A block of data
---

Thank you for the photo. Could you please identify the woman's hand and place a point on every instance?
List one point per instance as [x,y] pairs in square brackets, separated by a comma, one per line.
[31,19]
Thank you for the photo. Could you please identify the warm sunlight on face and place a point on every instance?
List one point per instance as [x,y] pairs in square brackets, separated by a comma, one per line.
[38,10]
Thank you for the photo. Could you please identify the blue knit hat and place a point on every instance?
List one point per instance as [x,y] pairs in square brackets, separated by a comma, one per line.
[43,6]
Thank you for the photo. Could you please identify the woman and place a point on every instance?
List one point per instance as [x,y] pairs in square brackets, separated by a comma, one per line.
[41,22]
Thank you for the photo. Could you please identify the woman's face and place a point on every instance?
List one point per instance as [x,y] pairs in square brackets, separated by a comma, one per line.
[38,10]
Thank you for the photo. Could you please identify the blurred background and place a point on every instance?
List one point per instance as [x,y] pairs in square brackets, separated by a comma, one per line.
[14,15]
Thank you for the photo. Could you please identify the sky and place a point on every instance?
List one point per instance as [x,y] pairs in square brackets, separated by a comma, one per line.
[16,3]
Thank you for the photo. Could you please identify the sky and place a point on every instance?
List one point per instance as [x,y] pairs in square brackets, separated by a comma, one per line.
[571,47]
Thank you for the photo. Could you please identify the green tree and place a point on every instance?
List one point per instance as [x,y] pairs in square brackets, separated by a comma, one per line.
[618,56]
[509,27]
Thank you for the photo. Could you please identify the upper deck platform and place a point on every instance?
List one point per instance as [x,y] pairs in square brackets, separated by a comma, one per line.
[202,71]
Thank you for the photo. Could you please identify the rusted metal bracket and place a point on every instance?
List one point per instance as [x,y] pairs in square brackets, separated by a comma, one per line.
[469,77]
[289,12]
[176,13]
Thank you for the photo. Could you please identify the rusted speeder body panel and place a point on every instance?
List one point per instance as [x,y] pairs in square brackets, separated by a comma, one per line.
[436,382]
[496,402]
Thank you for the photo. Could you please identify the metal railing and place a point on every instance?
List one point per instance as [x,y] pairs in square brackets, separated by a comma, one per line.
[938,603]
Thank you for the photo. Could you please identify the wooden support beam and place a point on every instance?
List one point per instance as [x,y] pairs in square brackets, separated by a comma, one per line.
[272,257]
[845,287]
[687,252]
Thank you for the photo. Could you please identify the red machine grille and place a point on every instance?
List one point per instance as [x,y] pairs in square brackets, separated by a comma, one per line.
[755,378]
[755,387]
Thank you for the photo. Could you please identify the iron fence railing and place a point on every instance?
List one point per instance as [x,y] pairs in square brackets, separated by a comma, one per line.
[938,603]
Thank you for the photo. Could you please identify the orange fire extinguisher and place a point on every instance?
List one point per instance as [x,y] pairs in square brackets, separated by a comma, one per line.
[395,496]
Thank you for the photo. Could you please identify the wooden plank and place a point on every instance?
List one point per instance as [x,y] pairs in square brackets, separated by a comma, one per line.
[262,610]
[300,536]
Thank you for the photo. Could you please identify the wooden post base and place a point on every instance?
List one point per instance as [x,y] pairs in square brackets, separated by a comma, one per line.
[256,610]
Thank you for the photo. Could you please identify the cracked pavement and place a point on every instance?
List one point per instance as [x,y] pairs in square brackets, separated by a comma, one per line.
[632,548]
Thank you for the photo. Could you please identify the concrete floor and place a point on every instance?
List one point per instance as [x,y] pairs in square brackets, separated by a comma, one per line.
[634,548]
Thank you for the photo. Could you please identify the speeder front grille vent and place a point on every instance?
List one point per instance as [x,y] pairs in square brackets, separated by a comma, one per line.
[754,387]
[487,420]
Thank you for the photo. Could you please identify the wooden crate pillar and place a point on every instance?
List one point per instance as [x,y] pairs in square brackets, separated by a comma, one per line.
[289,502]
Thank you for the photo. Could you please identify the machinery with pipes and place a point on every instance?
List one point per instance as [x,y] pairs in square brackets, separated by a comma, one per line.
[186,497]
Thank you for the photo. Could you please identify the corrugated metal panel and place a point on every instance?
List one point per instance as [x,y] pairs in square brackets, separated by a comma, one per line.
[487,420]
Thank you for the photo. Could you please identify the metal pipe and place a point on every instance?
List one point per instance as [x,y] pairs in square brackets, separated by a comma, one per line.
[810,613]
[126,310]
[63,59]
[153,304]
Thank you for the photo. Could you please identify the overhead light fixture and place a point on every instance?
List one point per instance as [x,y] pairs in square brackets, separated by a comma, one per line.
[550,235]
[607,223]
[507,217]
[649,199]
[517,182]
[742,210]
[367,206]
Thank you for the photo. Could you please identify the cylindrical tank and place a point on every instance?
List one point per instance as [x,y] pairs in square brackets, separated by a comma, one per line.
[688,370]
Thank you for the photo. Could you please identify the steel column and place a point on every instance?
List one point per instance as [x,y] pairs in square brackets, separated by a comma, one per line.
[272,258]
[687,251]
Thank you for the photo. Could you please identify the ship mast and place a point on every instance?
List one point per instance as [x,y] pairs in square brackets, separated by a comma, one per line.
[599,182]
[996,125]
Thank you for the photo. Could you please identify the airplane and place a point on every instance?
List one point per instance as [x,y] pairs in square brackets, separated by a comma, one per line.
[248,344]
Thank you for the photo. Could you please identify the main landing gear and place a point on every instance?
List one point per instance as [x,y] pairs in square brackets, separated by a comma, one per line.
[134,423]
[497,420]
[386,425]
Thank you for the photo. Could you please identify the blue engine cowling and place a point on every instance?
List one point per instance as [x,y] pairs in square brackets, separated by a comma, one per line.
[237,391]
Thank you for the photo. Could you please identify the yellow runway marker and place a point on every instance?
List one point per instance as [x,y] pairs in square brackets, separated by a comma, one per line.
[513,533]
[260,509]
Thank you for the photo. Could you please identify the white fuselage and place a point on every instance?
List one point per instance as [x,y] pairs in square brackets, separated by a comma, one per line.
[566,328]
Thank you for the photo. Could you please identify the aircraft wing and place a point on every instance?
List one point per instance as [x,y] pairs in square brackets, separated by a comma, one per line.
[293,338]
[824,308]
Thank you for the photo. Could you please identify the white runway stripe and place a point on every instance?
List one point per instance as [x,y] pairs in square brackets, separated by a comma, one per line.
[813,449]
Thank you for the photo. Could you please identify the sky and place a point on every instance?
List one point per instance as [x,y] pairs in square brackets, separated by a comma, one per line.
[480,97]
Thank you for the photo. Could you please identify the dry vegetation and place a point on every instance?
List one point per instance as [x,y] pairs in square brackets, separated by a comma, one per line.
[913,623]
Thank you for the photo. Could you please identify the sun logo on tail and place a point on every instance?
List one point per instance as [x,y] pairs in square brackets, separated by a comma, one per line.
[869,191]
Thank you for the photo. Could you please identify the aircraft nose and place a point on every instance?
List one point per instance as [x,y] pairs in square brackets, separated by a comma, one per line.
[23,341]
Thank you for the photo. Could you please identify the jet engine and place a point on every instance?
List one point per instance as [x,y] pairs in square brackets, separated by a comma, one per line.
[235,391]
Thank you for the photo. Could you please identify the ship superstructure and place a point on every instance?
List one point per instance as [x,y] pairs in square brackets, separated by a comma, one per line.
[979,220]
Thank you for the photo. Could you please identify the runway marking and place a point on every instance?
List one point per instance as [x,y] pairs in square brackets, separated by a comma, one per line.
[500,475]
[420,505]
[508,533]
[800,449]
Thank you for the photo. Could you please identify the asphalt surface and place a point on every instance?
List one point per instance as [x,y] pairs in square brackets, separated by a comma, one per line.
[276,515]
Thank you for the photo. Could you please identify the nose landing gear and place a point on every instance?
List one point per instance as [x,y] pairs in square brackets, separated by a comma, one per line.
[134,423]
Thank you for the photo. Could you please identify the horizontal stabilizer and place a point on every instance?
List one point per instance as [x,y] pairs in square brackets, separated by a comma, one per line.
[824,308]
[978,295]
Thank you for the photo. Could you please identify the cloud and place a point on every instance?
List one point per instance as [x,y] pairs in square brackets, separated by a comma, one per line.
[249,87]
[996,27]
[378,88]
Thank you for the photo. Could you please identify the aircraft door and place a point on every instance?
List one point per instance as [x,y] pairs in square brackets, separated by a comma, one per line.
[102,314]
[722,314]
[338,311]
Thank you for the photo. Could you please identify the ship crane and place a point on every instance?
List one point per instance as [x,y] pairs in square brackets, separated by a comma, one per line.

---

Given task: Produce an exact repeat of the lines from the one containing "Thank you for the photo. Could you please identify the asphalt" through the last line of the data, and nothing more.

Reply:
Thank you for the photo. Could you please identify the asphalt surface and place a point on every instance?
List one point per instance as [x,y] pairs in square brackets, separated by a comma, one per line.
[276,515]
Thank you for the photo. Could you please identify the nose landing gear and place a point on every instance?
List one point per instance as [x,y] pairs in square brackets, separated by a comma, one per line.
[134,423]
Thank you for the photo. Could you please identify the horizontal stabilizer and place a point on every instance?
List one point per instance as [x,y] pairs in square brackets, separated by a comma, one per line.
[824,308]
[978,295]
Thank you for the photo. Could you please identify the cloud and place a point on every instance?
List one point per instance as [x,y] pairs in square brackets, separated by a comma, one per line.
[249,87]
[996,27]
[378,88]
Thank you for the photo. Could you please identify the aircraft door and place a point on every instance?
List one point per instance as [x,y] pairs in square brackets, separated by a comma, one per line.
[102,314]
[722,314]
[338,311]
Thank you for the photo. Could you please identify the ship crane and place a point on every instance?
List one point per instance as [x,y] pairs in square brackets, separated by a comma, one per line.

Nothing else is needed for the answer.